## What you need to do
Exact duplicates of all the records are needed.
_ _ _
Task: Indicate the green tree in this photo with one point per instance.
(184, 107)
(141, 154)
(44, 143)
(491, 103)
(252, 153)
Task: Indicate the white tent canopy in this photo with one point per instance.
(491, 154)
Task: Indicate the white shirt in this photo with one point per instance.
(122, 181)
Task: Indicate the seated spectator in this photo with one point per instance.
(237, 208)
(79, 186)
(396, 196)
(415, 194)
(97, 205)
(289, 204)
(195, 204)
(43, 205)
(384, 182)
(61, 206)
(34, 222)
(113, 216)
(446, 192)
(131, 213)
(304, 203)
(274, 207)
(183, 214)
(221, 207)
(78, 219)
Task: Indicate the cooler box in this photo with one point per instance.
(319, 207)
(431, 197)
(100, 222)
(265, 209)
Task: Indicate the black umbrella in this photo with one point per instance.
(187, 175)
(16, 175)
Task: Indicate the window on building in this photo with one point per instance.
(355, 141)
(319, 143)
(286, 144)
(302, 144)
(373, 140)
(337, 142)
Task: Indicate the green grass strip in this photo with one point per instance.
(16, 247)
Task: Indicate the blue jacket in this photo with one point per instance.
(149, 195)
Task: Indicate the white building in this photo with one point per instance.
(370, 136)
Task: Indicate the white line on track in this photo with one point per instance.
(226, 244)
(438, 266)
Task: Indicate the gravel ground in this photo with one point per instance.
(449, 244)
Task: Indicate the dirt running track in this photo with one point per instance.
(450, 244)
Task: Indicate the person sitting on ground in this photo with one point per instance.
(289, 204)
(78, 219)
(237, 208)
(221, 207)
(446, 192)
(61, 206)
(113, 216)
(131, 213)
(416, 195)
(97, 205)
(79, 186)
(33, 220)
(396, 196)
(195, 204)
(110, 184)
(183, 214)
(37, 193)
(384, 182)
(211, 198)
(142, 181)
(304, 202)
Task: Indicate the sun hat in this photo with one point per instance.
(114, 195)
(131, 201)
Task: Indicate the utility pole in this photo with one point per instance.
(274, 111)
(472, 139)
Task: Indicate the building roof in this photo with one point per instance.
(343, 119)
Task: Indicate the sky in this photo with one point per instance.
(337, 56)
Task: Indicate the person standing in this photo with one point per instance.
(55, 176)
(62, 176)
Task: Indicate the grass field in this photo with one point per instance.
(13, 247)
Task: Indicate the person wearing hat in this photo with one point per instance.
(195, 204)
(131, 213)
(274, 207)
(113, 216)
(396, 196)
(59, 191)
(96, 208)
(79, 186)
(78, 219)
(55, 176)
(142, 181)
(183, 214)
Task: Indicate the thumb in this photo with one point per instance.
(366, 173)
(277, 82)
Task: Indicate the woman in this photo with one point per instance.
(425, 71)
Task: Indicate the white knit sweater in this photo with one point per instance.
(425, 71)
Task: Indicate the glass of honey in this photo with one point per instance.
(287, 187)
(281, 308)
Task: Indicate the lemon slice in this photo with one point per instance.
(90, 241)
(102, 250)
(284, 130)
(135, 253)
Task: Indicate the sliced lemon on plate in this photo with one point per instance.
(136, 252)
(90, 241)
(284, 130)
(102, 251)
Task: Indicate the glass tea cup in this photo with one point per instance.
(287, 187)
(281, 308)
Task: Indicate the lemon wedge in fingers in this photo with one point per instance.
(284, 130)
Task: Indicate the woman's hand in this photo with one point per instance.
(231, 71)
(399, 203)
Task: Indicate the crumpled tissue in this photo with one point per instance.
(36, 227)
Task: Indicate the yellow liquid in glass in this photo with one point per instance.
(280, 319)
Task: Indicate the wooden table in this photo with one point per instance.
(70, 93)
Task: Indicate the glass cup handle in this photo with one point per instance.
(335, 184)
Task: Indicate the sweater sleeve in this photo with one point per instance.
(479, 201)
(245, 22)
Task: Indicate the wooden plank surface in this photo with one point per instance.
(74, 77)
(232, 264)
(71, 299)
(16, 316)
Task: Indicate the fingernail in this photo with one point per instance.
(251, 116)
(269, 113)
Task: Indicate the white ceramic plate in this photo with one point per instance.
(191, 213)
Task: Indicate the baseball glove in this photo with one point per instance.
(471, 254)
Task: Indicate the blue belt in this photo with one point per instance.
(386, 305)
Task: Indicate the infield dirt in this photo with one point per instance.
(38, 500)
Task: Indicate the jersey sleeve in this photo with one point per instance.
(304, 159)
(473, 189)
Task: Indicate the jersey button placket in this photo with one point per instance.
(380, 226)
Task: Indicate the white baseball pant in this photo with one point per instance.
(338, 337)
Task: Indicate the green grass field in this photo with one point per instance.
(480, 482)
_ _ _
## Answer space
Task: Indicate the green tree in this photo with one point per instance.
(184, 107)
(141, 154)
(44, 143)
(491, 103)
(252, 153)
Task: Indicate the white tent canopy in this photo with one point per instance.
(491, 154)
Task: Indicate the white shirt in this photo with one point per instance.
(122, 181)
Task: Indicate the seated spectator in this photo with one point per instance.
(237, 208)
(79, 186)
(396, 196)
(415, 194)
(97, 205)
(289, 204)
(195, 204)
(43, 205)
(384, 182)
(61, 206)
(34, 222)
(113, 216)
(446, 192)
(131, 213)
(304, 203)
(274, 207)
(183, 214)
(221, 207)
(78, 219)
Task: Indicate the cooler box in this photo with one point per instance.
(319, 207)
(431, 197)
(100, 222)
(265, 209)
Task: Indicate the black umbrella in this photo with one point per instance.
(187, 175)
(16, 175)
Task: Indicate the window on building in this photo with one point per instance.
(355, 141)
(319, 143)
(286, 144)
(302, 144)
(373, 140)
(337, 142)
Task: Indicate the green grass strip in this photo with one point per instance.
(16, 247)
Task: Indicate the blue jacket in this photo with one point per instance.
(149, 195)
Task: Indicate the white building in this photo with one point per instance.
(370, 136)
Task: Indicate the white line on track in this photo with one point per instance.
(226, 244)
(438, 266)
Task: Indicate the gravel ground in this photo with one point per instance.
(449, 244)
Task: Indicate the dirt running track in this photo with one point per instance.
(450, 244)
Task: Indicate the person sitting on ground in this photo with one point per instance.
(289, 204)
(78, 219)
(237, 208)
(221, 207)
(446, 192)
(61, 206)
(113, 216)
(131, 213)
(416, 195)
(97, 205)
(79, 186)
(33, 220)
(396, 196)
(195, 204)
(110, 184)
(183, 214)
(37, 193)
(384, 182)
(211, 198)
(142, 181)
(304, 202)
Task: Indicate the sun hat in this photo with one point per instance.
(114, 195)
(131, 201)
Task: Indicate the utility pole in this photo with one point per instance.
(274, 111)
(472, 139)
Task: Indicate the building roof in this photo with one point per instance.
(343, 119)
Task: Indicate the sky in this photo with one point per instance.
(337, 56)
Task: Indicate the person standing in this photo with one point per instance.
(55, 176)
(62, 176)
Task: Indicate the grass field in this photo with one point per instance.
(13, 247)
Task: Indicate the person wearing hat in this photo with one point per instance.
(195, 204)
(131, 213)
(274, 207)
(113, 216)
(396, 196)
(59, 191)
(96, 208)
(79, 186)
(78, 219)
(55, 176)
(142, 181)
(183, 214)
Task: Indicate the thumb in this photo with one point per instance.
(366, 173)
(277, 82)
Task: Indicate the woman in this photo with one point per instance.
(425, 71)
Task: Indicate the white knit sweater in this photo with one point per instance.
(425, 71)
Task: Indicate the glass of honey in this photo with one point per instance.
(287, 187)
(281, 308)
Task: Indicate the lemon slice in this photo with one point per instance.
(90, 241)
(102, 250)
(284, 130)
(135, 253)
Task: Indicate the sliced lemon on plate in this photo with one point per instance.
(136, 252)
(90, 241)
(284, 130)
(102, 251)
Task: Indicate the glass tea cup in this photo with one point per instance.
(287, 187)
(281, 308)
Task: Indicate the lemon wedge in fingers in this photo with one point per instance.
(284, 130)
Task: Indicate the woman's hand in this photo with one point per instance.
(231, 71)
(399, 203)
Task: Indicate the crumpled tissue in this photo with one point per instance.
(36, 227)
Task: Indicate the yellow liquid in glass in this photo with one point per instance.
(280, 319)
Task: Indicate the wooden table in this photo with one point per instance.
(70, 93)
Task: Indicate the glass cup handle in this photo with one point per instance.
(335, 184)
Task: Indicate the sweater sleeve in this photo with one point per instance.
(479, 201)
(245, 22)
Task: Indicate the wooden plank surface in this photo with one point per instance.
(74, 77)
(232, 264)
(71, 299)
(16, 316)
Task: Indicate the fingernail in this photo with one point per instance.
(251, 116)
(269, 113)
Task: Indicate the white ceramic plate in this photo with one point per instance.
(191, 213)
Task: Indicate the baseball glove in this photo with one point per instance.
(471, 254)
Task: Indicate the blue belt in this photo with one point per instance.
(386, 305)
Task: Indicate the infield dirt in this photo with one point per instance.
(38, 500)
Task: Indicate the jersey sleeve in this photo with one point per instance.
(304, 159)
(473, 189)
Task: Indicate the jersey button placket in this photo with one point per instance.
(380, 226)
Task: Indicate the white baseball pant in this photo with one point per instance.
(338, 337)
Task: Indicate the green grass field in this photo with one point per instance.
(480, 482)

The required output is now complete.